Materials provided:
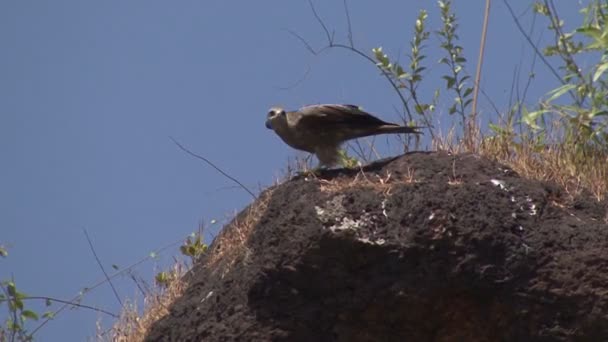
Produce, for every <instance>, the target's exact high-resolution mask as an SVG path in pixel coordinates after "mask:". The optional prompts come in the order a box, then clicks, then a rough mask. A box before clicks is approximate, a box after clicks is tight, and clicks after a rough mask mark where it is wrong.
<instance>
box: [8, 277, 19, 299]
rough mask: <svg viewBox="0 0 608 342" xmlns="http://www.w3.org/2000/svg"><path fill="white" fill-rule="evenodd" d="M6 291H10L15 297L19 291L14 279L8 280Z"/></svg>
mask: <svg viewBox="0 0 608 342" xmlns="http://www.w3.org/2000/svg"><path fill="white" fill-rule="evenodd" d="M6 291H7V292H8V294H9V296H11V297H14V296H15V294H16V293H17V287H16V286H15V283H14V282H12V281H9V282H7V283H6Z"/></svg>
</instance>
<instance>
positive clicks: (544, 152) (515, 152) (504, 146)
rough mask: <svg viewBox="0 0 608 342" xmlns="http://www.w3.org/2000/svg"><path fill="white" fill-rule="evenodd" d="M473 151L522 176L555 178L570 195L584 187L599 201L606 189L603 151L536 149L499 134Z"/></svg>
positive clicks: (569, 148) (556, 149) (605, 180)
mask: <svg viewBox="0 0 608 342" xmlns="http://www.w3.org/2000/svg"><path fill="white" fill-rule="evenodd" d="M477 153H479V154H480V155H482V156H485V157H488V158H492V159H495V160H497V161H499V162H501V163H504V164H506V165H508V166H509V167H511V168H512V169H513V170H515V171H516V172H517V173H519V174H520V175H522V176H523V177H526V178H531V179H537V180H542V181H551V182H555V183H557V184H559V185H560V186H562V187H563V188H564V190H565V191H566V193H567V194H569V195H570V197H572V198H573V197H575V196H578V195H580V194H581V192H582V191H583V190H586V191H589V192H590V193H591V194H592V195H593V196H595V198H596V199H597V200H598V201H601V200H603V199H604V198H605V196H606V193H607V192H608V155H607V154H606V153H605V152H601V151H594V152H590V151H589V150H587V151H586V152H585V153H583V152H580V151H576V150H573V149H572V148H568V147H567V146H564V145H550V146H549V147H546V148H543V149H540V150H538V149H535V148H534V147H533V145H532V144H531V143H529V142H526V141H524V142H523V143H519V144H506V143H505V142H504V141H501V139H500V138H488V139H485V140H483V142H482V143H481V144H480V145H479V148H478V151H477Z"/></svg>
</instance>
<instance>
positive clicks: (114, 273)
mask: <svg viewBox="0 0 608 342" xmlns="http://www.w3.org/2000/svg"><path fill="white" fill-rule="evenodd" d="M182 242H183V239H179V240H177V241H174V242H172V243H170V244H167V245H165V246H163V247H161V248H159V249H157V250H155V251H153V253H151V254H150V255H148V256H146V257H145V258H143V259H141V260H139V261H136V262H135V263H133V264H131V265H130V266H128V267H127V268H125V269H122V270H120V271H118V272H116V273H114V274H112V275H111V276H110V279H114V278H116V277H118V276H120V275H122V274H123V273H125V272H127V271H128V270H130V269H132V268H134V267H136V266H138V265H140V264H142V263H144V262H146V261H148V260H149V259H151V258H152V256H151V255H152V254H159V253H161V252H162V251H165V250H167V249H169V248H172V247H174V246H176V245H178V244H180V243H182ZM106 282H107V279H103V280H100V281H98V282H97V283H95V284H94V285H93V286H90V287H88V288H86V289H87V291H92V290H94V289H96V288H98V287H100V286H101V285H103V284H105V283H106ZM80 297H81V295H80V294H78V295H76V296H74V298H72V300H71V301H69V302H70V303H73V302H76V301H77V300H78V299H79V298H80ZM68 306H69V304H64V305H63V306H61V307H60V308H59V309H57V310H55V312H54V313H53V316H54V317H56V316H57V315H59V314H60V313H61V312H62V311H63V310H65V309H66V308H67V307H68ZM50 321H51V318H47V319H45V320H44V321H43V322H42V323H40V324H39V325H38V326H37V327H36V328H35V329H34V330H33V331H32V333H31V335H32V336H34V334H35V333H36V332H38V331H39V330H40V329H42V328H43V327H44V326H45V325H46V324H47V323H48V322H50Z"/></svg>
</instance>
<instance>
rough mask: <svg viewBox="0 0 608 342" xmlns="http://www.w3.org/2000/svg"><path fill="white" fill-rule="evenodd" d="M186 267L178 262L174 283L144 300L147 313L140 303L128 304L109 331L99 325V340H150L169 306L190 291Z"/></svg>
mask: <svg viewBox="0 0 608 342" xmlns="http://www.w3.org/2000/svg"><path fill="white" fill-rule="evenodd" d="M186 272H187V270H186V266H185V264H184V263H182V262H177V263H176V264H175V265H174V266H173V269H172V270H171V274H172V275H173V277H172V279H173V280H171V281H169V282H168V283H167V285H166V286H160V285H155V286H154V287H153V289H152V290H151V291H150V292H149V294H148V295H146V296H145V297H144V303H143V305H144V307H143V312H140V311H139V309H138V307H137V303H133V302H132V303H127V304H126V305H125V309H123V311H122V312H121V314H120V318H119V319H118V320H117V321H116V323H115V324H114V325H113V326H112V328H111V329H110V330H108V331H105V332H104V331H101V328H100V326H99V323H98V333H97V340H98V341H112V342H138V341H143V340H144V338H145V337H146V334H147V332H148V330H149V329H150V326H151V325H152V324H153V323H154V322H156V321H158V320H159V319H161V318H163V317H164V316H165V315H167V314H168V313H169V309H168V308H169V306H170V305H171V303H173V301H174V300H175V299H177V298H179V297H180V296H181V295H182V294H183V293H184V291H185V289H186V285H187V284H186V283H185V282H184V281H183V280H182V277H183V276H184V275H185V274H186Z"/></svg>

What is required:
What you return should match the records above word for word, minus the pictures.

Exercise solution:
Produce, for every <instance>, the target's exact high-resolution mask as an SVG path in pixel coordinates after "mask:". The optional prompts come in the order a box, then clicks, then a rough mask. A box before clicks is approximate, a box after clicks is tight, and clicks after a rough mask mark where it is wrong.
<instance>
box: [8, 277, 19, 299]
rough mask: <svg viewBox="0 0 608 342" xmlns="http://www.w3.org/2000/svg"><path fill="white" fill-rule="evenodd" d="M6 291H10L15 297L19 291L14 279L8 280Z"/></svg>
mask: <svg viewBox="0 0 608 342" xmlns="http://www.w3.org/2000/svg"><path fill="white" fill-rule="evenodd" d="M6 291H7V292H8V294H9V296H11V297H14V296H15V294H16V293H17V287H16V286H15V283H14V282H12V281H9V282H7V283H6Z"/></svg>
</instance>
<instance>
positive clicks: (544, 152) (515, 152) (504, 146)
rough mask: <svg viewBox="0 0 608 342" xmlns="http://www.w3.org/2000/svg"><path fill="white" fill-rule="evenodd" d="M473 151L522 176L555 178L570 195L584 187L599 201L606 189L603 151L536 149L499 134Z"/></svg>
positive clicks: (569, 148) (556, 149) (605, 180)
mask: <svg viewBox="0 0 608 342" xmlns="http://www.w3.org/2000/svg"><path fill="white" fill-rule="evenodd" d="M477 153H479V154H480V155H482V156H485V157H488V158H492V159H495V160H497V161H499V162H501V163H504V164H506V165H508V166H509V167H511V168H512V169H513V170H515V171H516V172H517V173H519V174H520V175H522V176H523V177H526V178H531V179H537V180H542V181H551V182H555V183H557V184H559V185H560V186H562V187H563V188H564V190H565V191H566V193H567V194H569V195H570V197H572V198H573V197H575V196H578V195H580V194H581V192H582V191H583V190H586V191H589V192H590V193H591V194H592V195H593V196H595V198H596V199H597V200H598V201H601V200H603V199H604V198H605V196H606V193H607V192H608V155H607V154H606V153H605V152H601V151H594V152H590V151H589V150H587V151H586V152H585V153H583V152H580V151H576V150H573V149H572V148H568V147H567V146H564V145H550V146H549V147H546V148H543V149H540V150H538V149H535V148H534V147H533V145H532V144H531V143H529V142H526V141H524V142H523V143H519V144H506V143H505V142H504V141H501V139H500V138H488V139H485V140H483V142H482V143H481V144H480V145H479V148H478V151H477Z"/></svg>
</instance>
<instance>
positive clicks: (114, 273)
mask: <svg viewBox="0 0 608 342" xmlns="http://www.w3.org/2000/svg"><path fill="white" fill-rule="evenodd" d="M182 242H183V239H179V240H177V241H174V242H172V243H170V244H167V245H165V246H163V247H161V248H159V249H157V250H155V251H153V253H151V254H150V255H148V256H146V257H145V258H143V259H141V260H139V261H136V262H135V263H133V264H131V265H130V266H128V267H127V268H125V269H122V270H120V271H118V272H116V273H114V274H112V275H111V276H110V279H114V278H116V277H118V276H120V275H122V274H123V273H125V272H127V271H128V270H130V269H132V268H134V267H136V266H138V265H140V264H142V263H144V262H146V261H148V260H149V259H151V258H152V256H151V255H152V254H159V253H161V252H162V251H165V250H167V249H169V248H172V247H174V246H176V245H178V244H180V243H182ZM106 282H107V279H103V280H100V281H98V282H97V283H95V284H94V285H93V286H90V287H88V288H86V289H87V291H92V290H94V289H96V288H98V287H100V286H101V285H103V284H105V283H106ZM80 297H81V295H80V294H78V295H76V296H74V298H72V300H71V301H69V302H70V303H73V302H76V301H77V300H78V299H79V298H80ZM68 306H69V304H64V305H63V306H61V307H60V308H59V309H57V310H55V312H54V313H53V316H54V317H56V316H57V315H59V314H60V313H61V312H62V311H63V310H65V309H66V308H67V307H68ZM50 321H51V318H47V319H45V320H44V321H43V322H42V323H40V324H39V325H38V326H37V327H36V328H35V329H34V330H33V331H32V333H31V335H32V336H34V334H35V333H36V332H38V331H39V330H40V329H42V328H43V327H44V326H45V325H46V324H47V323H48V322H50Z"/></svg>
</instance>
<instance>
rough mask: <svg viewBox="0 0 608 342" xmlns="http://www.w3.org/2000/svg"><path fill="white" fill-rule="evenodd" d="M186 267L178 262L174 283L144 300L147 313L140 303L128 304L109 331L99 325V340H150L169 306L190 291Z"/></svg>
mask: <svg viewBox="0 0 608 342" xmlns="http://www.w3.org/2000/svg"><path fill="white" fill-rule="evenodd" d="M186 272H187V270H186V266H185V264H184V263H182V262H177V263H176V264H175V265H174V266H173V269H172V270H171V274H172V275H173V277H172V279H173V280H171V281H169V282H168V283H167V285H166V286H160V285H155V286H154V287H153V289H152V290H151V291H150V292H149V294H148V295H146V296H145V297H144V303H143V305H144V307H143V312H140V311H139V309H138V307H137V303H133V302H132V303H127V304H126V305H125V309H123V311H122V312H121V314H120V318H119V319H118V320H117V321H116V323H115V324H114V325H113V326H112V328H111V329H110V330H108V331H105V332H104V331H101V328H100V326H99V323H98V333H97V340H98V341H112V342H138V341H143V340H144V338H145V337H146V334H147V332H148V330H149V329H150V326H151V325H152V324H153V323H154V322H156V321H158V320H159V319H161V318H163V317H164V316H165V315H167V314H168V313H169V309H168V308H169V306H170V305H171V303H173V301H174V300H175V299H177V298H179V297H180V296H181V295H182V294H183V293H184V291H185V289H186V285H187V284H186V283H185V282H184V281H183V280H182V277H183V276H184V275H185V274H186Z"/></svg>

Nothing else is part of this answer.